** BEGIN Text **

It's actually insane how hard programmers want to gatekeep even basic concepts.


Well, no matter what you won’t be explaining multivariable calculus to a children. Concepts build on each other and for certain ones, you do have to build from something. You can start teaching math, and indeed for certain topics, taking shortcuts is allowable. But this is context-dependent and not universally true.

Like, you can talk about programming to a child, but still not about JIT compilation.


Communication is a two-way street. When someone is making an effort to learn, most FP advocates will happily make an effort to teach. But someone who comes in with guns blazing doesn't get to complain about being met with hostility, and if telling someone they're wrong when they're wrong is gatekeeping then it's a kind of gatekeeping that we need.


Being a teacher is a labor of love. There’s nothing wrong with a student coming in with any attitude.

This attitude justifying gatekeeping reminds me of Stack Overflow - mods tired of seeing the same wrong questions asked. But it’s a Q&A site and the purpose is for people to get answers to their questions.


> There’s nothing wrong with a student coming in with any attitude.

A student can definitely have an attitude that prevents them from learning effectively though. If anyone wants to see the use of correct terminology as "gatekeeping" then they are of course free to do so but the obstacles to learning the subject that such a mindset creates are then a logical consequence of their actions and entirely their own fault.


Yes, that goes for teachers. Not normal working programmers who choose to discuss FP in the terminology which has been commonplace for decades. They are under no such obligation.


A Q&A website needs both people who ask questions, and people who answer them. Perhaps the latter even more than the former. You can ask a question on stackexchange and have it answered by Peter Shor. Not having the platform inundadated by dumb repetitive questions and homework problems is the compromise you need to retain such talented people on your platform.

If you want an example of what happens to a Q&A site without any gatekeeping, look at Quora.


I would say the person you're responding to didn't come in "guns blazing". They seemed legitimately eager to learn, and expressed gratitude that the person that wrote the blog post used language they could understand.

Now, I would say you showing up and openly disparaging both the blog and the person you responded to qualifies as "guns blazing".


They said "It's like when the medieval Catholic Church refused to print a bible in anything but Latin so that they'd remain the sole authority on its content." and concluded with "shame on those who maintain this status quo." That's pretty "guns blazing" in my book.


> "It's like when the medieval Catholic Church refused to print a bible in anything but Latin so that they'd remain the sole authority on its content."

The debate is about using language as a gatekeeping mechanism. The analogy is spot on...

> "shame on those who maintain this status quo."

A person shows up eager to learn, expresses gratitude, feels scorned at all of the language-based gatekeeping that goes into this topic. You don't think it's fair to feel frustrated with the people doing the gatekeeping? (I don't think _you_ will, but only because I think you're one of the gatekeepers the original poster is (fairly) shaming).


> A person shows up eager to learn, expresses gratitude, feels scorned at all of the language-based gatekeeping that goes into this topic.

They expressed gratitude for those who told them easy falsehoods and scorn for those who told them harder truths, characterizing such honesty as "gatekeeping". That's not the action of someone eager to learn, it's someone who's eager to avoid learning, like those politicians who, rather than put in the effort to understand the economic implications of their policy, go shopping around economists until they find one who gives them the answer they want.

** END Text **
** BEGIN Rows **

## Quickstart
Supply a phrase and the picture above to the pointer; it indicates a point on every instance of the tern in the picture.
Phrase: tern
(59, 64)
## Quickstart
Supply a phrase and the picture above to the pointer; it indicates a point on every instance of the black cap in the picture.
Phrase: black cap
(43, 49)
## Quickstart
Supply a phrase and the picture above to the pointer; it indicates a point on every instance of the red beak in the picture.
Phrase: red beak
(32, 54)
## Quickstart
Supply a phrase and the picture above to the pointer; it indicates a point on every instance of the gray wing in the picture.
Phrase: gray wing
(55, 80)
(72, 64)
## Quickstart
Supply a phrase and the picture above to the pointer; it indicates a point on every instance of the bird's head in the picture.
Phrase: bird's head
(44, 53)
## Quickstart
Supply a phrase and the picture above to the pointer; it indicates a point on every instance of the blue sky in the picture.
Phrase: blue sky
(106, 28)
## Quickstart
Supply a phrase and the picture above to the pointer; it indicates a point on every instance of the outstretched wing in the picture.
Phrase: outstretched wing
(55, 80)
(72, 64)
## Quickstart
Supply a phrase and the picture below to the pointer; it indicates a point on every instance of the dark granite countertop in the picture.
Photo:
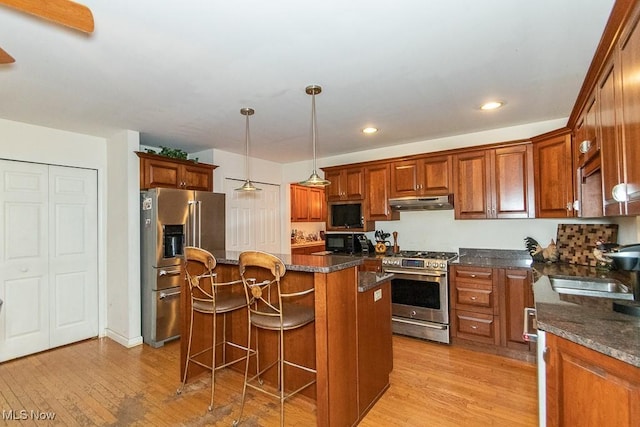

** END Rows **

Exercise set →
a) In the discussion, which Q&A site is given as an example of what happens to such a site without any gatekeeping?
b) Reproduce word for word everything in the discussion from "Like, you can" down to "that we need.".
The lines have no role in this exercise.

Response list →
a) Quora.

b)
Like, you can talk about programming to a child, but still not about JIT compilation.


Communication is a two-way street. When someone is making an effort to learn, most FP advocates will happily make an effort to teach. But someone who comes in with guns blazing doesn't get to complain about being met with hostility, and if telling someone they're wrong when they're wrong is gatekeeping then it's a kind of gatekeeping that we need.